(Point localization data)
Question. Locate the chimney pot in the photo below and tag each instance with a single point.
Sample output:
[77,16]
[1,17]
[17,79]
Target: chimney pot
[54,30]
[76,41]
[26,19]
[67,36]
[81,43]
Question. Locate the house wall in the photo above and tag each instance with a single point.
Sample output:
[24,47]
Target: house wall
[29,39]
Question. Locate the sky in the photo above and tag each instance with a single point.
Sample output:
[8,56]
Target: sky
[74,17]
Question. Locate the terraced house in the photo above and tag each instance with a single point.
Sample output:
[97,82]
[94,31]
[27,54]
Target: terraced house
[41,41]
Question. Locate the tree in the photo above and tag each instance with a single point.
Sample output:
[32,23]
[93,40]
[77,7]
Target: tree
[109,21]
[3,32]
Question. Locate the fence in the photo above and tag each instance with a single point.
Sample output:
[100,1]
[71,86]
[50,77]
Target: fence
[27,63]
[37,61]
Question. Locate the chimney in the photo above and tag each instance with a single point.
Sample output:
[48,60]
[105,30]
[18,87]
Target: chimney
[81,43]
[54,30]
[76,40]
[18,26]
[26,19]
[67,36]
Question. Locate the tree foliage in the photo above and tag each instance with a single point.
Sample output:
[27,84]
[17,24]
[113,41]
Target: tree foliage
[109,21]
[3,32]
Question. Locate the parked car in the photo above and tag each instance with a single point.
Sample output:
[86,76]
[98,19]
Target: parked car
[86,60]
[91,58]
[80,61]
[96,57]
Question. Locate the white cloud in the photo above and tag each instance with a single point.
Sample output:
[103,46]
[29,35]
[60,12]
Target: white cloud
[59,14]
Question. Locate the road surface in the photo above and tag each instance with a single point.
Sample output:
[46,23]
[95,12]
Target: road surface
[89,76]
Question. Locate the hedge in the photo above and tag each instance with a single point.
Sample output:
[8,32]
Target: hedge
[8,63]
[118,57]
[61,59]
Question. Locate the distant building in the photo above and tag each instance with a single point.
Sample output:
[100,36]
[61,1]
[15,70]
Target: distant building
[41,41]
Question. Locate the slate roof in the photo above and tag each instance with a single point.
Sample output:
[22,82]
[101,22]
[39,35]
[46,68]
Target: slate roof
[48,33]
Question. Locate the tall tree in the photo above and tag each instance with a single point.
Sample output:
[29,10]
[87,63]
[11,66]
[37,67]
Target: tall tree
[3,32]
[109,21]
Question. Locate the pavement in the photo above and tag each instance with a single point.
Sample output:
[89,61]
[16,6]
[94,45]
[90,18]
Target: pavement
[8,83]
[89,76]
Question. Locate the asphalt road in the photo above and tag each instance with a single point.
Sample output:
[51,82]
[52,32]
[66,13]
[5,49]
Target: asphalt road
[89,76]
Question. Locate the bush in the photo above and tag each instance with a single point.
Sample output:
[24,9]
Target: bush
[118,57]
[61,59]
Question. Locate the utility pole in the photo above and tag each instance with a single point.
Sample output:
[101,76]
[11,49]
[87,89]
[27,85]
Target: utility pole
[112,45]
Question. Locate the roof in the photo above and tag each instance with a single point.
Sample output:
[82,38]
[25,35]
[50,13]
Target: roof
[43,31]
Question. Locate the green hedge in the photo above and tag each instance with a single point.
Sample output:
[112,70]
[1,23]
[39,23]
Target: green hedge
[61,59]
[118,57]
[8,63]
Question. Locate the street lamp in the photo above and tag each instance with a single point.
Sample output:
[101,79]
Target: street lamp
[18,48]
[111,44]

### PROMPT
Could you copy out all of the records above exactly?

### FINISHED EXERCISE
Question. Locate the chimney pot in the photo below and tag each instance with a single point.
Sample output:
[77,16]
[1,17]
[17,79]
Target: chimney pot
[54,30]
[76,41]
[26,19]
[67,36]
[81,43]
Question. Locate the house wall in the photo above and tag each instance with a single point.
Sample output:
[24,47]
Target: house wall
[29,39]
Question. Locate the sky in the photo above and tag each instance with a single point.
Sample output:
[8,56]
Target: sky
[74,17]
Question. Locate the terraced house in the photo above and tag each instance with a single point.
Sample output:
[97,82]
[94,31]
[27,54]
Target: terraced house
[41,41]
Question. Locate the tree in the photo above and tag each instance with a single point.
Sample output:
[32,23]
[93,40]
[77,7]
Target: tree
[109,21]
[3,32]
Question. Locate the fence in the photo above and tag each instance with a single point.
Sample output:
[100,1]
[71,86]
[50,77]
Target: fence
[27,63]
[37,61]
Question. Locate the chimney in the photo above and tag each instance with a single point.
Sample output:
[48,60]
[105,30]
[18,87]
Target: chimney
[81,43]
[54,30]
[76,40]
[18,26]
[26,19]
[67,36]
Question. Locate the tree foliage in the photo above and tag each instance with a single point.
Sample output:
[27,84]
[17,24]
[113,41]
Target: tree foliage
[109,21]
[3,32]
Question. Locate the parked car in the photo above and tag each instance with a single point.
Sample output:
[86,76]
[98,19]
Target: parked car
[86,60]
[91,58]
[80,61]
[96,57]
Question. Locate the white cloud in the photo above and tag each instance with a single point.
Sample output:
[103,46]
[29,35]
[60,12]
Target: white cloud
[59,14]
Question. Locate the road surface in the photo above and tag each instance with a single point.
Sample output:
[46,23]
[95,12]
Target: road surface
[89,76]
Question. Locate the hedge in the photo above and tag each instance with a single point.
Sample output:
[8,32]
Target: hedge
[8,63]
[118,57]
[61,59]
Question. Locate the distant building in the photo above and tag each instance with a single point.
Sample output:
[100,36]
[61,1]
[15,70]
Target: distant building
[41,41]
Question. Locate the slate roof in the photo above and tag each instance with a single point.
Sample output:
[22,82]
[101,22]
[39,35]
[46,68]
Target: slate roof
[48,33]
Question. Locate the tall tree in the photo above and tag each instance with a single point.
Sample output:
[29,10]
[87,63]
[11,66]
[37,67]
Target: tall tree
[3,32]
[109,21]
Question. Locate the pavement in the photo above and tag each instance with a single point.
Sample output:
[89,61]
[16,6]
[94,45]
[90,18]
Target: pavement
[8,83]
[89,76]
Question. Locate the asphalt road in the photo above and tag each instance with a single point.
Sample output:
[51,82]
[52,32]
[66,13]
[5,49]
Target: asphalt road
[89,76]
Question. Locate the bush in the photo above and tag each instance with a single point.
Sample output:
[24,9]
Target: bush
[118,57]
[61,59]
Question. Locate the utility pole in the photo above and tag each instance with a single point.
Sample output:
[101,76]
[11,49]
[87,89]
[27,85]
Target: utility pole
[112,45]
Question. Locate the roof in the photo above and tag each instance with a single point.
Sample output:
[82,38]
[25,35]
[50,13]
Target: roof
[43,31]
Question. Locate the green hedge in the photo above and tag each instance with a single point.
Sample output:
[112,70]
[1,23]
[39,23]
Target: green hedge
[61,59]
[118,57]
[8,63]
Question. Locate the street lamp in the photo above and tag each instance with a single point.
Sample output:
[101,79]
Target: street lamp
[18,48]
[111,44]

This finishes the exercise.